Required action - Identify every line in the items below that contains the word "positive" and copy each of those lines.

*** Block opens ***

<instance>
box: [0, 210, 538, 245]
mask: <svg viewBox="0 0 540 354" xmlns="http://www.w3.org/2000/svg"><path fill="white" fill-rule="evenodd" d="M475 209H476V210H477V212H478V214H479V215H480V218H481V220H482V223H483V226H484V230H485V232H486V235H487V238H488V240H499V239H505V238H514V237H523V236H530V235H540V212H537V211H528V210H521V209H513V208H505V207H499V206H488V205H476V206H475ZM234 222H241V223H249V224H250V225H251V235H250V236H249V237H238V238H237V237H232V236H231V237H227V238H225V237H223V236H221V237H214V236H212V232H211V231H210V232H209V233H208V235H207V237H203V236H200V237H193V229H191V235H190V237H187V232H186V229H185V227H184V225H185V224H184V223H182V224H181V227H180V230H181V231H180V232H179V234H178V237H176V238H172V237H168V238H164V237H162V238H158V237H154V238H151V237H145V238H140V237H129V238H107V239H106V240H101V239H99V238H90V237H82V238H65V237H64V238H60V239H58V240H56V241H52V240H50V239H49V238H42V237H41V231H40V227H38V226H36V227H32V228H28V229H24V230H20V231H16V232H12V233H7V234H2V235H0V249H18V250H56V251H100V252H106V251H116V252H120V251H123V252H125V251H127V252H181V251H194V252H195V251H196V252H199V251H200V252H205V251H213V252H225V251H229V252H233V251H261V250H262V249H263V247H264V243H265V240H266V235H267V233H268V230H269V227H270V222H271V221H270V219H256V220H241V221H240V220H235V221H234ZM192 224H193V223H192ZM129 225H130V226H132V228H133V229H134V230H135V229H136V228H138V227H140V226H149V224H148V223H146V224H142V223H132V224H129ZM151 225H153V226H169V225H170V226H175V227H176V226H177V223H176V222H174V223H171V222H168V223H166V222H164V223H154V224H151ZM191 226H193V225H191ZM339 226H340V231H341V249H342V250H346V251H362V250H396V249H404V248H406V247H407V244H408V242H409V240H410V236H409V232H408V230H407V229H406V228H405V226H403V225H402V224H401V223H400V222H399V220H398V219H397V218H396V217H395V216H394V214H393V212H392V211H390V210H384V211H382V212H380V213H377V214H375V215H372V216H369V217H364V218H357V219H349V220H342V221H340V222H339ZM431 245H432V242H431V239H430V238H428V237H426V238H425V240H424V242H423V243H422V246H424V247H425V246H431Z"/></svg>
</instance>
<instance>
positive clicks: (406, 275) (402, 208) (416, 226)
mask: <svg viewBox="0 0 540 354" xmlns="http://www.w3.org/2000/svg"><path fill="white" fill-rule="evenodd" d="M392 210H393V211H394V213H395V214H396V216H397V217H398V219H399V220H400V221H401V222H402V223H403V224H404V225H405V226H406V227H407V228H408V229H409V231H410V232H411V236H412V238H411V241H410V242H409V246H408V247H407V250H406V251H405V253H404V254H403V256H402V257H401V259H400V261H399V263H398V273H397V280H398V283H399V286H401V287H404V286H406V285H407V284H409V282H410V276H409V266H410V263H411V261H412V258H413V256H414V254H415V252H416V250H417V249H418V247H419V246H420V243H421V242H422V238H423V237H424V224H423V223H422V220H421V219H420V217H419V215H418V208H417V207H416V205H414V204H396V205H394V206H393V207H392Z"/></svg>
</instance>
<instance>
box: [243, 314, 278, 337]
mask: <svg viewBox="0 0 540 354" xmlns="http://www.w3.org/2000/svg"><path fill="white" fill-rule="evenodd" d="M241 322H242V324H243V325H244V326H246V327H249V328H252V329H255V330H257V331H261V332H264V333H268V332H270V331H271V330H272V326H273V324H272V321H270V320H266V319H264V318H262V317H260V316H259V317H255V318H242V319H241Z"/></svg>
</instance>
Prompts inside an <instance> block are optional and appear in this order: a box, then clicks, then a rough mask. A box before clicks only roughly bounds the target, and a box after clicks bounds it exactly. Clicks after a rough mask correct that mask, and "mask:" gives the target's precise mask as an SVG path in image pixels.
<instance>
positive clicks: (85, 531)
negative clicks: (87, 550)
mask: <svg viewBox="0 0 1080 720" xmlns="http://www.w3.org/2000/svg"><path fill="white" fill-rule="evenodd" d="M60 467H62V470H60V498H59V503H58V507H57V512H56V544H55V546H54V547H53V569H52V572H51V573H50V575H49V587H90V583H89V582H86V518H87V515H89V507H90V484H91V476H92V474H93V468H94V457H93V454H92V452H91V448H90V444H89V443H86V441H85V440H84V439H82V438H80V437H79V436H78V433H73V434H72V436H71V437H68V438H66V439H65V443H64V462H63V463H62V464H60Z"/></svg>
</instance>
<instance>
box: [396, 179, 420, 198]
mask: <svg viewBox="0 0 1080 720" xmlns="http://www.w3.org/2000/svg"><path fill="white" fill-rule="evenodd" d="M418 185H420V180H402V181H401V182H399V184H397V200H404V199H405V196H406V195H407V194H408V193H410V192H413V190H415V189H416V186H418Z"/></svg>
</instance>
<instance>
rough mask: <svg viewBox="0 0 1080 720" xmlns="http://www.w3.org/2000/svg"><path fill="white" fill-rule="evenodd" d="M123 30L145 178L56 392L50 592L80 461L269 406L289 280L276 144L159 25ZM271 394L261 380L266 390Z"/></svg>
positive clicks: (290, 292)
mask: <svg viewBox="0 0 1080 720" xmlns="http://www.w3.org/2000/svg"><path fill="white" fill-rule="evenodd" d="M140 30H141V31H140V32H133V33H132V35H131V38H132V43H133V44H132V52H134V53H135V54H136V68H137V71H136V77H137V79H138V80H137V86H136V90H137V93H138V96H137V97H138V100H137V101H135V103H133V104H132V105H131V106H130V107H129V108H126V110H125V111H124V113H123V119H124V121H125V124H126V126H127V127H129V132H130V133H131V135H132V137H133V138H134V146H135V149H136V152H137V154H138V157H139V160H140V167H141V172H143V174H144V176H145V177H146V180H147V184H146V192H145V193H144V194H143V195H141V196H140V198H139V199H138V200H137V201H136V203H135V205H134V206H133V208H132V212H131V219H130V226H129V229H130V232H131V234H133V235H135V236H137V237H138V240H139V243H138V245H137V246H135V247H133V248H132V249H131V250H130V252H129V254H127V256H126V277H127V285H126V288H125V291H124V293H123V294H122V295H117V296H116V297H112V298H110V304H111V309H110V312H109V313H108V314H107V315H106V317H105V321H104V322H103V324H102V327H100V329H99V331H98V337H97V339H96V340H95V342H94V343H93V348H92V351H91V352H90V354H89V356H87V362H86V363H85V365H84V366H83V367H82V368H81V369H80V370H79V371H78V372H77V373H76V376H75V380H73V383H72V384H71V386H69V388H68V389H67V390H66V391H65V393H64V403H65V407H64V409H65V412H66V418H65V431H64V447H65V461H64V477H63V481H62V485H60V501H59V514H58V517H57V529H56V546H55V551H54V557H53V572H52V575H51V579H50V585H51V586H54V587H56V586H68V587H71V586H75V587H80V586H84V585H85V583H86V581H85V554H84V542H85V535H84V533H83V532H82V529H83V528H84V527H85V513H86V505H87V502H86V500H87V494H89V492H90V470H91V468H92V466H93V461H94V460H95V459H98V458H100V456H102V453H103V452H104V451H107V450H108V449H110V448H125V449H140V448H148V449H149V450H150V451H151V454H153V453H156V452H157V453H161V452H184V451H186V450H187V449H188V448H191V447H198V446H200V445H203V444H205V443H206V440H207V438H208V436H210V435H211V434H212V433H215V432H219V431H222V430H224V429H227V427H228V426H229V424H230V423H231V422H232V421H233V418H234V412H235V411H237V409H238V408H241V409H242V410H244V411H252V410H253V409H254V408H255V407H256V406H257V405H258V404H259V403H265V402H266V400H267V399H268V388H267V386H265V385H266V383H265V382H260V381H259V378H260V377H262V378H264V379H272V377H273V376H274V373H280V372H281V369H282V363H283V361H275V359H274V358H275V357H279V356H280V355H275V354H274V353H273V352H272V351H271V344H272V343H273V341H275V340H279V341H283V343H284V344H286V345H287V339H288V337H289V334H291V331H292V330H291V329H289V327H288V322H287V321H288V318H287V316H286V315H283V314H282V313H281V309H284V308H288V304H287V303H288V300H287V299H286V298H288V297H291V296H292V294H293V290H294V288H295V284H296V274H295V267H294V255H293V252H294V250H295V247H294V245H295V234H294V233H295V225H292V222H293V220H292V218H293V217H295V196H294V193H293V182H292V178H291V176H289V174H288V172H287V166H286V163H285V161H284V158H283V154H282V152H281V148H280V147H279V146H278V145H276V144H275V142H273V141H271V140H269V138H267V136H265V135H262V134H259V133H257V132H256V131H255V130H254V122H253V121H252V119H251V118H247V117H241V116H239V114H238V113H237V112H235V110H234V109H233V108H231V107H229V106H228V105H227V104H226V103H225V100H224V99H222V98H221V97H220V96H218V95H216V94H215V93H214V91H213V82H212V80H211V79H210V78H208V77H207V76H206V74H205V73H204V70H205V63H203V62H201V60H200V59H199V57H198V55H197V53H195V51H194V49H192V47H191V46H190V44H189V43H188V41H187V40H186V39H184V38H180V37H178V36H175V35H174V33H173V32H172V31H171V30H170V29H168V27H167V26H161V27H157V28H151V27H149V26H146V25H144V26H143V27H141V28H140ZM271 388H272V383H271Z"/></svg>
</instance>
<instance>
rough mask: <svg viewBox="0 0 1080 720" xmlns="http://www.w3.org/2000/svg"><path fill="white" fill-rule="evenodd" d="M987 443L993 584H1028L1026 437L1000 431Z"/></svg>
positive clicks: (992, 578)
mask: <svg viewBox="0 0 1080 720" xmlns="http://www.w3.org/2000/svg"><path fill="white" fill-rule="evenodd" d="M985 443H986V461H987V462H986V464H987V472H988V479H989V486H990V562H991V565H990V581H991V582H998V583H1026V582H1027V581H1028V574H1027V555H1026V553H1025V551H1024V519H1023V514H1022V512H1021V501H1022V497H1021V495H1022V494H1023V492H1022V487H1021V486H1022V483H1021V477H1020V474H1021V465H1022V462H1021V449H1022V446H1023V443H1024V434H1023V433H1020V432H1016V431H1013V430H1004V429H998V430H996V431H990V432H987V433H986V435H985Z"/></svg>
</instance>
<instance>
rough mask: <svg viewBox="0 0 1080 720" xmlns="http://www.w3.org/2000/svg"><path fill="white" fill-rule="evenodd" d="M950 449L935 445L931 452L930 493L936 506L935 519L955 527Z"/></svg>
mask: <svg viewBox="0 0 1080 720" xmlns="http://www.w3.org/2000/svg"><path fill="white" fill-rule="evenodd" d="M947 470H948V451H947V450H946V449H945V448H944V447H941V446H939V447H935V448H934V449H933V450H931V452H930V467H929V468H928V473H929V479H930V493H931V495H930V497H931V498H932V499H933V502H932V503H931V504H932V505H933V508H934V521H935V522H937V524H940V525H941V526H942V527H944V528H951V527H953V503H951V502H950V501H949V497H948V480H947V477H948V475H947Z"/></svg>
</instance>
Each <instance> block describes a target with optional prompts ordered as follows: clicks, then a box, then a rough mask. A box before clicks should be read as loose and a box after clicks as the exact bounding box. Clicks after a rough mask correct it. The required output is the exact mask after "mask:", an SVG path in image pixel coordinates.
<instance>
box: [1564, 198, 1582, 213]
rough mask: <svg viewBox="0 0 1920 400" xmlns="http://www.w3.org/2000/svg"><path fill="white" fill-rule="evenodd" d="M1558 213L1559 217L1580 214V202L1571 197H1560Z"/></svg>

*** Block closes ***

Answer below -
positive clicks: (406, 275) (402, 208) (416, 226)
positive clicks: (85, 531)
positive clicks: (290, 292)
positive clicks: (992, 578)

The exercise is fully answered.